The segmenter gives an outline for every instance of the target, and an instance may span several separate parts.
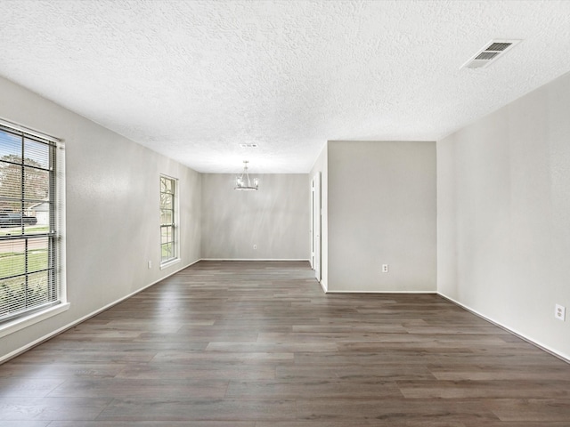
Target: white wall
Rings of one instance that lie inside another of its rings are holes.
[[[436,176],[434,141],[329,141],[329,291],[436,292]]]
[[[255,176],[257,191],[236,191],[234,174],[202,174],[202,258],[308,260],[307,175]]]
[[[321,173],[321,286],[329,290],[329,143],[327,142],[309,173],[309,185]]]
[[[569,117],[570,74],[437,142],[439,293],[566,359]]]
[[[0,117],[61,138],[69,310],[0,338],[0,359],[200,259],[200,176],[0,78]],[[159,173],[178,178],[182,262],[164,270]],[[147,269],[147,261],[152,269]]]

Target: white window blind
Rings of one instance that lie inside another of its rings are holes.
[[[60,302],[56,145],[0,124],[0,322]]]
[[[160,263],[176,259],[176,180],[160,176]]]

(Instructions to follow):
Write out all of the lines above without any change, omitting the pictures.

(Answer to the problem):
The segmenter gives an outline for every instance of the target, and an instance may span several separate parts.
Target: white wall
Rings of one instance that lie inside another of its rings are holes.
[[[436,176],[434,141],[329,141],[329,291],[436,292]]]
[[[255,176],[257,191],[236,191],[234,174],[202,174],[202,258],[308,260],[307,175]]]
[[[321,173],[321,286],[329,290],[329,143],[327,142],[309,173],[309,185]]]
[[[569,117],[570,74],[437,142],[439,293],[566,359]]]
[[[0,117],[61,138],[69,310],[0,338],[0,359],[200,259],[200,176],[0,78]],[[159,173],[178,178],[182,262],[164,270]],[[147,269],[147,261],[152,269]]]

Target: white window blind
Rings of one instance that lie inside another of its rings are holes.
[[[60,302],[56,145],[0,124],[0,322]]]
[[[160,263],[176,259],[176,180],[160,176]]]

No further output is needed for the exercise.